== Source passage ==
____

Friday, January 15, 2010

My Flight to Japan with All Nippon Airlines

It all started when I arrived at the San Francisco International Airport. I had a two-and-a-half hour train journey using Amtrak from Sacramento and BART from Richmond to get to the airport, and I was now ready to fly to Japan. My flight was with All Nippon Airlines. I heard a lot of great things about the airline, including its safety record and its excellent service reputation, and I was really looking forward to the flight. I arrived at the airport at about 7:05am, which was nearly four hours before my flight to Japan was scheduled to depart (10:50am). When I got to the ANA ticketing counter, the staff told me that they were not ready yet and that I needed to wait until 7:50 when they opened. Fair enough; arriving to the airport four hours in advance is quite early, after all. I called my parents to let them know that I safely arrived at SFO with no problems at all, and then waited until more passengers started arriving and lining up at the ticketing counter.

At the line (it was 7:35 or so when I lined up), I noticed a few things already about ANA's service. In many ways, ANA's service is a perfect representation of service in Japan; it felt like my journey in Japan started at the ANA ticketing counter at SFO, not at the Narita International Airport. The workers at the ticketing counter were all women, and they were well-dressed. By well-dressed, I mean *well-dressed*. I also noticed how the workers were setting up the ticketing booth area. At most airlines, a ticket booth has a very minimal amount of decorations, minus advertisements about the airline and flight information. I saw the ANA workers place a small pot of flowers by each receptionist. Talk about attention to detail!

____

== Provided data ==
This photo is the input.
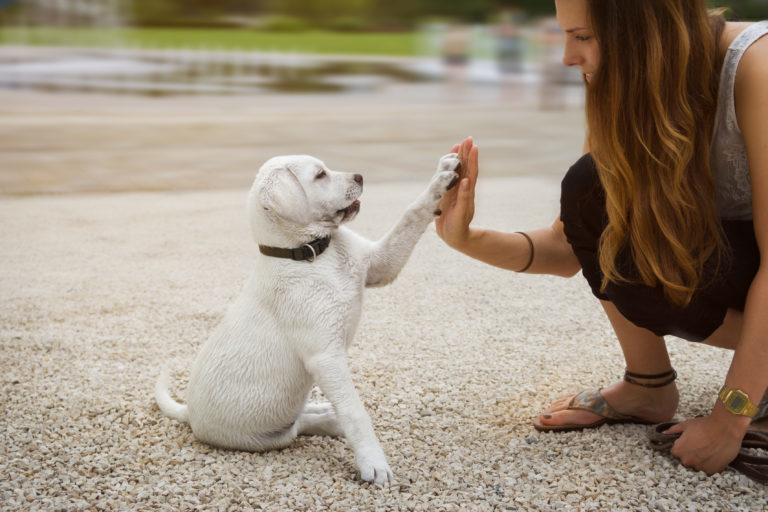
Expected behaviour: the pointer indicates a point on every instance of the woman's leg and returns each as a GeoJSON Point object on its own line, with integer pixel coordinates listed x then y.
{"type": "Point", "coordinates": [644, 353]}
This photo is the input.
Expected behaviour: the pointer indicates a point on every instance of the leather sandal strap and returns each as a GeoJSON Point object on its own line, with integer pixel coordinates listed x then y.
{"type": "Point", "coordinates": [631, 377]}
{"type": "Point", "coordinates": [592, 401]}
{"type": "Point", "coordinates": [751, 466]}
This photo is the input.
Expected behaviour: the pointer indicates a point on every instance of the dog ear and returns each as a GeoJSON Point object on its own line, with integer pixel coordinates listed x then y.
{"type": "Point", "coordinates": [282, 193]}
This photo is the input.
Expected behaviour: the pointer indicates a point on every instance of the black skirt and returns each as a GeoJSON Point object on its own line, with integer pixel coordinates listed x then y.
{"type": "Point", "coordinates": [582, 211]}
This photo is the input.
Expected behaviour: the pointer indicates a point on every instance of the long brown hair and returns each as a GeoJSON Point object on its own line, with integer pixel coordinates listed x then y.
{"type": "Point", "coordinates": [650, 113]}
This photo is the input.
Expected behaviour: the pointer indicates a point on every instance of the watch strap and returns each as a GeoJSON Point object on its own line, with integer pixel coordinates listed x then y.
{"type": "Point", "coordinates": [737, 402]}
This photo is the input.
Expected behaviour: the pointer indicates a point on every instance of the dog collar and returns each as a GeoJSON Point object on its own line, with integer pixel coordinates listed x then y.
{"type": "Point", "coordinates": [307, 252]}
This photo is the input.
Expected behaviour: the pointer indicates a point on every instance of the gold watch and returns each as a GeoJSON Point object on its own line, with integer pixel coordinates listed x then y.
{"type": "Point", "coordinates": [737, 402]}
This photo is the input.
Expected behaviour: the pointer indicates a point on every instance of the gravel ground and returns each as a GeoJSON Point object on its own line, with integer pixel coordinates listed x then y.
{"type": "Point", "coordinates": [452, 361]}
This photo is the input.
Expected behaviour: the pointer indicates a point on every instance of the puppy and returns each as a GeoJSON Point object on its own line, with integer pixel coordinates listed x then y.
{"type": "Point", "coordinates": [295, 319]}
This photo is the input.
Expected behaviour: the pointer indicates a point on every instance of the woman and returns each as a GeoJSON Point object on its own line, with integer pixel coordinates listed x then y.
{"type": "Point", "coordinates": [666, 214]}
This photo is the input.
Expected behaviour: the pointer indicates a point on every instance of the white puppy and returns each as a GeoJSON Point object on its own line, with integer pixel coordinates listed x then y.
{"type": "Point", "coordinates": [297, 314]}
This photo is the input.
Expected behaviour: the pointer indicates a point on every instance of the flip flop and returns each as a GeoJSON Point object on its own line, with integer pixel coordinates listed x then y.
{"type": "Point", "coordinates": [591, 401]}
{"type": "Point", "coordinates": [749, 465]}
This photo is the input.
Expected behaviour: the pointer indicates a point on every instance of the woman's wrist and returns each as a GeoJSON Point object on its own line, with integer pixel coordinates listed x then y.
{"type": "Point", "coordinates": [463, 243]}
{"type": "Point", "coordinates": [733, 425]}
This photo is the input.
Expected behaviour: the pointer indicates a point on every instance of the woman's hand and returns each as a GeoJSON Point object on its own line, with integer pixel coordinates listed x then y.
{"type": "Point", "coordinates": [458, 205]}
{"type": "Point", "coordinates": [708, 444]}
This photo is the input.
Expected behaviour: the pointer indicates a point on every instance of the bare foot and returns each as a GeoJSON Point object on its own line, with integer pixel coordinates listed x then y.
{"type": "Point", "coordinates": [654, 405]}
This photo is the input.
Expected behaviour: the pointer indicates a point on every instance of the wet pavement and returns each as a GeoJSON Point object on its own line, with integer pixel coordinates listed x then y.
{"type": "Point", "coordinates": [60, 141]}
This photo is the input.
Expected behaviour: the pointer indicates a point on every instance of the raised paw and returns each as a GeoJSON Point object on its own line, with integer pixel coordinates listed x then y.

____

== What you have to do ==
Answer these from the post about flying to Japan with All Nippon Airlines:
1. At what time was the flight to Japan scheduled to depart?
2. At what time did the ANA ticketing counter open?
3. What did the ANA workers place by each receptionist?

== Written answer ==
1. 10:50am
2. 7:50
3. A small pot of flowers